▶ **本文抜粋**:
==========

ドーパミンとは

ドパミン:dopamine

ドパミンは、「快感や多幸感を得る」、「意欲を作ったり感じたりする」、「運動調節に関連する」といった機能を担う、脳内ホルモンのひとつです。

    • ドーパミンとも呼ばれる神経伝達物質の一つです。
    • アドレナリン・ノルアドレナリンの前駆体です。
    • カテコールアミンと呼ばれる種類に属し、アミノ酸のチロシンから酵素の働きによって合成されます。
    • 人が快く感じる原因となる脳内報酬系の活性化において、中心的な役割を果たしています。
    • ドーパミンは意欲やモチベーションを生み出す物質です。
    • ドーパミンが分泌されすぎると、依存症に陥りやすくなる場合もあります。

ドパミンによって情報を伝達している神経経路はいくつかあり、それぞれに異なった生理機能をもっています。

ドパミンが働く主な神経経路には黒質線条体路・中脳辺縁系路・中脳皮質路の3つがあります。

    • 黒質線条体路はパーキンソン病
    • 中脳辺縁系路と中脳皮質路は統合失調症

と関連するとされています。

ドパミンと統合失調症

統合失調症は、精神機能のネットワークがうまく働かなくなる状態です。

情報の伝達に欠かせないのが、神経伝達物質です。

統合失調症には、神経伝達物質の異常が関わっていることが少しずつわかってきました。

神経伝達物質にはさまざまな種類がありますが、統合失調症の発症と関係があると考えられているのはドパミンです。

統合失調症では、中脳辺縁系ではドパミンの機能亢進が、中脳皮質系ではドパミンの機能低下が引き起こされるために、陽性症状と陰性症状という一見相反する症状が併存しているとされています。

==========

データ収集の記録
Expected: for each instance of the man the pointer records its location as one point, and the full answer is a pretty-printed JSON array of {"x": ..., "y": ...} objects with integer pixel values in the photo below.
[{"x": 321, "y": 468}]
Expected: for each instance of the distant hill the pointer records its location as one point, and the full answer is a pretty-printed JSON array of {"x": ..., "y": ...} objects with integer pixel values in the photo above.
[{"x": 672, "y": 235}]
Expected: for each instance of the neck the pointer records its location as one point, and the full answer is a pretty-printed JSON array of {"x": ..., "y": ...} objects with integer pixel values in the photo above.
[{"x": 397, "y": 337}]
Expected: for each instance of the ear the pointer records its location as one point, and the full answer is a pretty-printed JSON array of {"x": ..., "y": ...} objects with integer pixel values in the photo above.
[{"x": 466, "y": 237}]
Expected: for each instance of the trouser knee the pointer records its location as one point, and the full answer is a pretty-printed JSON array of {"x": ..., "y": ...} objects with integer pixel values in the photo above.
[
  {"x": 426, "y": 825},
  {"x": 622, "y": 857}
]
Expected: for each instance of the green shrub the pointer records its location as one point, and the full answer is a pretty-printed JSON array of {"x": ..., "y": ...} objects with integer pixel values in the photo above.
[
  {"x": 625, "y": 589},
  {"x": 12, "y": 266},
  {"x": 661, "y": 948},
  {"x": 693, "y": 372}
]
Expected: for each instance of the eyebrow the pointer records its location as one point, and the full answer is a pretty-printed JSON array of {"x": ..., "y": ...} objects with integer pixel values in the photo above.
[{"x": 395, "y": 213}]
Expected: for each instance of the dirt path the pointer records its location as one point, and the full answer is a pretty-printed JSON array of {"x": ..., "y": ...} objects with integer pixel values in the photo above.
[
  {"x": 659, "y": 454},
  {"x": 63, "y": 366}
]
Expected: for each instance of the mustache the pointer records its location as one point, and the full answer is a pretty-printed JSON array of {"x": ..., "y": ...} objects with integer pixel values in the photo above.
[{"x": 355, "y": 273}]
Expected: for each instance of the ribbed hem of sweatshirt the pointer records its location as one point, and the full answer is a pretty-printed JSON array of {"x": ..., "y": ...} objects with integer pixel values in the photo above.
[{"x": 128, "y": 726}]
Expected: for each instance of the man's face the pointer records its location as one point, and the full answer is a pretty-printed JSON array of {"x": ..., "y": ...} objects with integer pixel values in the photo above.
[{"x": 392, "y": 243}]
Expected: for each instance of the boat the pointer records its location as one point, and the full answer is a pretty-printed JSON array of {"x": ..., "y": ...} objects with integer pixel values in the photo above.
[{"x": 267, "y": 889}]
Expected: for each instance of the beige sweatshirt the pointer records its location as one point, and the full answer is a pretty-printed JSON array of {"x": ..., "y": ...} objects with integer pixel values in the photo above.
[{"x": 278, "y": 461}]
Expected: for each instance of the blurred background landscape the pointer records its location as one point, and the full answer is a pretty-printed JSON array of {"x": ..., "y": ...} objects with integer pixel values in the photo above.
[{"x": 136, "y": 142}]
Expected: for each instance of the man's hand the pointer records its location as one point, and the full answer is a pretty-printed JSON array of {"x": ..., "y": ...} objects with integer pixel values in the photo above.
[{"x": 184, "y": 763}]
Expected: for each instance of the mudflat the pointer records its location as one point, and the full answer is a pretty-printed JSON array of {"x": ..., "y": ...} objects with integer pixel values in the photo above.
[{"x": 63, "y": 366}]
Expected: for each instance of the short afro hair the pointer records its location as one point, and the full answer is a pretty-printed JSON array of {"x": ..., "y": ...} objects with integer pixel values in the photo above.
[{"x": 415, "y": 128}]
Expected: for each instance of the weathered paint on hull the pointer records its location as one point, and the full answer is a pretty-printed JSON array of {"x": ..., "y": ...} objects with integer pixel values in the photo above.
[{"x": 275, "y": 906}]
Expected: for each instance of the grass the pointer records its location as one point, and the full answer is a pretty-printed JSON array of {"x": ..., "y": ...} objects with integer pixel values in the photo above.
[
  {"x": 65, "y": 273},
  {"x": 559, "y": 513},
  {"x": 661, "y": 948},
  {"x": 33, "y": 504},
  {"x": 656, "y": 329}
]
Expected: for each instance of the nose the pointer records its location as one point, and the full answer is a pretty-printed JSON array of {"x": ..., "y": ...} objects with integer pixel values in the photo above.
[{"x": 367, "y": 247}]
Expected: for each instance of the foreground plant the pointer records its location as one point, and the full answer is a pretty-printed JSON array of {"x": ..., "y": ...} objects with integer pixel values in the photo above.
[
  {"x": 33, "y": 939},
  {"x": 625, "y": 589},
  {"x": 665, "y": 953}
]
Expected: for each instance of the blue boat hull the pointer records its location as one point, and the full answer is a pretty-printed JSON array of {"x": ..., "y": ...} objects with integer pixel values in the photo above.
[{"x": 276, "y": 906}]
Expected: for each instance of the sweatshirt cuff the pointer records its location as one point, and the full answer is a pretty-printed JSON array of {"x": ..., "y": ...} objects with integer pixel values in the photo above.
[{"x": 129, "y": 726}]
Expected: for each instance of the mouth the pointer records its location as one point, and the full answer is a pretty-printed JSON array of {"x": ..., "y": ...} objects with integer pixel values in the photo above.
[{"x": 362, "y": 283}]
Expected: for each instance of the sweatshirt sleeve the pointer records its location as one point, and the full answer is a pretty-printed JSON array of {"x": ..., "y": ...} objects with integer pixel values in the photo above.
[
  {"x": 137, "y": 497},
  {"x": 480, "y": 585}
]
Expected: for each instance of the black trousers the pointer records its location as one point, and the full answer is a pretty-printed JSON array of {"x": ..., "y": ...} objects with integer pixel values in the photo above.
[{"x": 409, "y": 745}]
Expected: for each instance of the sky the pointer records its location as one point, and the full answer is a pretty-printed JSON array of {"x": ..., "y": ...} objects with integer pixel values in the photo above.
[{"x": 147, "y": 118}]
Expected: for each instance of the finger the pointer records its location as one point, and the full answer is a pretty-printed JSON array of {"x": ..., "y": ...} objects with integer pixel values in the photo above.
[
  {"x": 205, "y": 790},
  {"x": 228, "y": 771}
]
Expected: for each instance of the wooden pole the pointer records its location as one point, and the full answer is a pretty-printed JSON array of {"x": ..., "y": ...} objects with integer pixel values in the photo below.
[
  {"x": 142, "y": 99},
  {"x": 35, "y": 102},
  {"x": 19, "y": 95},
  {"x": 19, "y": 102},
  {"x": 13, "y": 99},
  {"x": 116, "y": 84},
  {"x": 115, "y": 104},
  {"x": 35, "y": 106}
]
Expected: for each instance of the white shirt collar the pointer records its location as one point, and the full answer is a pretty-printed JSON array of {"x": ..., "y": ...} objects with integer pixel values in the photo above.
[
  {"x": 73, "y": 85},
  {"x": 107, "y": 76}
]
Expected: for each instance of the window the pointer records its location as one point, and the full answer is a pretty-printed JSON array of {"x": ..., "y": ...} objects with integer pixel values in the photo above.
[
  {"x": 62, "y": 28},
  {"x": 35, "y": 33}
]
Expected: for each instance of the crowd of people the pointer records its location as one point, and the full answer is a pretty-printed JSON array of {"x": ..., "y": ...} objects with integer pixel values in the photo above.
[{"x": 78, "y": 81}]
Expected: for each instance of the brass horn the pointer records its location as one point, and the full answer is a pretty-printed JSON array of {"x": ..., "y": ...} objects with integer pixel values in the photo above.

==========

▶ **課題一覧**:
1 - 本文の内容を2文で要約せよ。
2 - 統合失調症で陽性症状と陰性症状が併存するとされる理由を、本文に基づいて1〜2文で説明してください。
本文だけを手がかりにすること。

▶ **課題ごとの解答**:
1 - ドパミンは快感や意欲、運動調節に関わる神経伝達物質で、アミノ酸のチロシンから酵素の働きによって合成され、脳内報酬系の活性化で中心的な役割を果たす。ドパミンが働く主な神経経路は黒質線条体路・中脳辺縁系路・中脳皮質路の3つで、黒質線条体路はパーキンソン病と、中脳辺縁系路と中脳皮質路は統合失調症と関連するとされる。

2 - 統合失調症では、中脳辺縁系でドパミンの機能亢進が起こり、中脳皮質系ではドパミンの機能低下が起こるとされている。そのため、一見相反する陽性症状と陰性症状が同時に現れる。